Entries supplied START

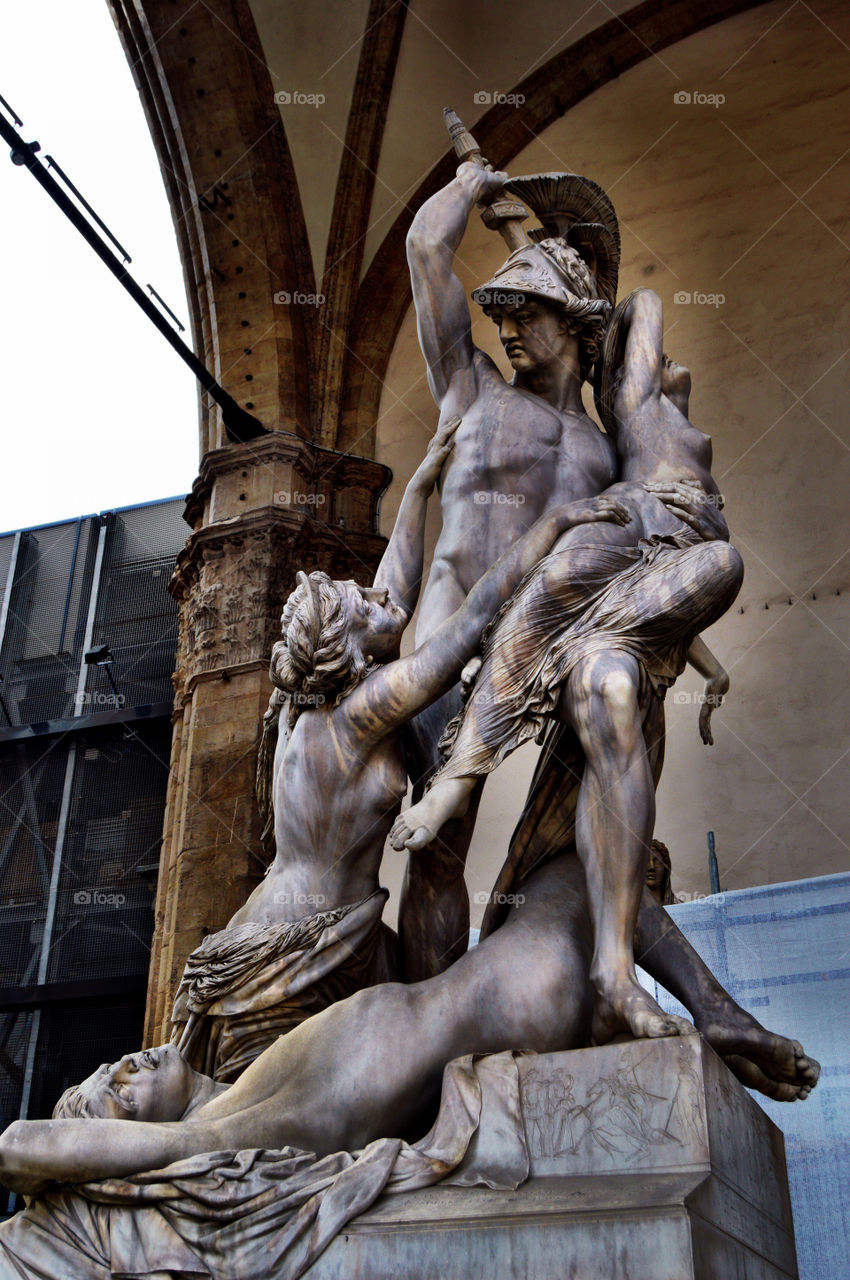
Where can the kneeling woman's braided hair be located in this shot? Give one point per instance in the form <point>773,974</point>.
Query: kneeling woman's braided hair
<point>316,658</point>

Entries supplied END
Entries supplied START

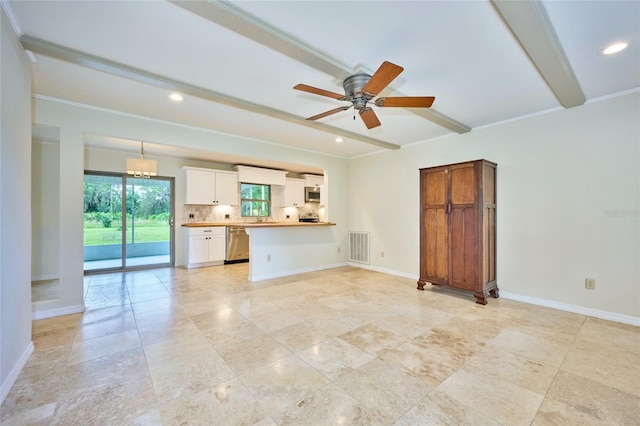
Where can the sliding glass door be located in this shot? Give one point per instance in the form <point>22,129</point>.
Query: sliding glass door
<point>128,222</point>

Entries supplied END
Entries supplied START

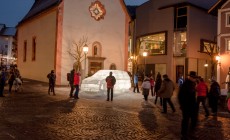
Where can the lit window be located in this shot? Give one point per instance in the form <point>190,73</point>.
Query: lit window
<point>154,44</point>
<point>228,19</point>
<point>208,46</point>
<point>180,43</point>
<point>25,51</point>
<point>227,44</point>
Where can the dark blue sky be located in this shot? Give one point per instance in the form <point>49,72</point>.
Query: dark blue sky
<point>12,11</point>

Entries supplied END

Copy every line of the records above that contains "instance".

• Reply to the exercise
Where can the kneeling woman's braided hair be located in this shot? Give one point per instance in the form <point>773,974</point>.
Where can the sliding glass door be located in this shot? Give one point per instance in the form <point>22,129</point>.
Where can the lit window be located in this shot? Give one point per instance in the form <point>190,73</point>.
Where can the dark blue sky be located in this shot? Give one point per instance in the form <point>49,72</point>.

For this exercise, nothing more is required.